### Quesito 1
Quali persone compaiono nel brano su Tamburini con nome e cognome scritti per intero?
### Quesito 2
Estrai dal brano su Tamburini il passo compreso tra "La scena del" e "si trova Tamburini.", estremi inclusi.

### Testo fornito
◆ ◆ ◆
La scena del Cannibale prima e di Frigidaire poi.
Ebbene: “sotto” Andrea Pazienza e a fianco di Tanino Liberatore per chi sa leggere si trova Tamburini.
Ci ha provato, con coraggio e quasi eroismo, più volte Michele Mordente ([3]), a spiegare e celebrare il genio della mente di Steve Tamburo, ma la sua voce si perde nel vuoto.
Tamburini non vende e poco interessa.
Poco interessa in quanto, ribadisco siamo da anni e anni al recupero di un breve periodo vecchio di un quarto di secolo, i colori sgargianti di Paz(ienza) non vengono mai associati alla sua morte per overdose e al cattivo Zanardi dai radical chic, che sono la maggioranza dei suoi “vedovi”, cosi come pochi si domandano cosa c’è dietro le matite muscolose (non muscolari) e le tinte pirotecniche piegate entrambe al volere di TL ([4]), un incrocio originale fra Burne Hogart e Philippe Druillet (volendo banalizzare con cervello e conoscenza di un allora ventenne: io).
◆ ◆ ◆
### Dati forniti
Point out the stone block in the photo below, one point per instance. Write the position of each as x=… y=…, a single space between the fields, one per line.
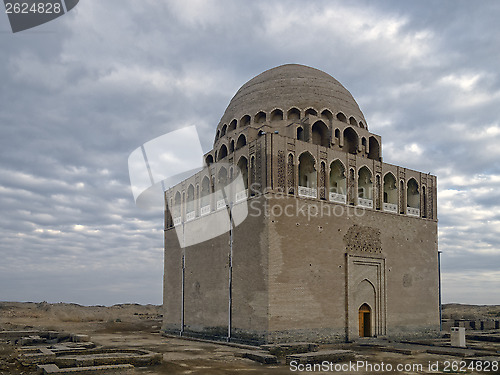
x=290 y=348
x=320 y=356
x=261 y=357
◆ ◆ ◆
### Risposta corretta 1
Andrea Pazienza, Tanino Liberatore, Michele Mordente, Steve Tamburo, Burne Hogart, Philippe Druillet

### Risposta corretta 2
La scena del Cannibale prima e di Frigidaire poi.
Ebbene: “sotto” Andrea Pazienza e a fianco di Tanino Liberatore per chi sa leggere si trova Tamburini.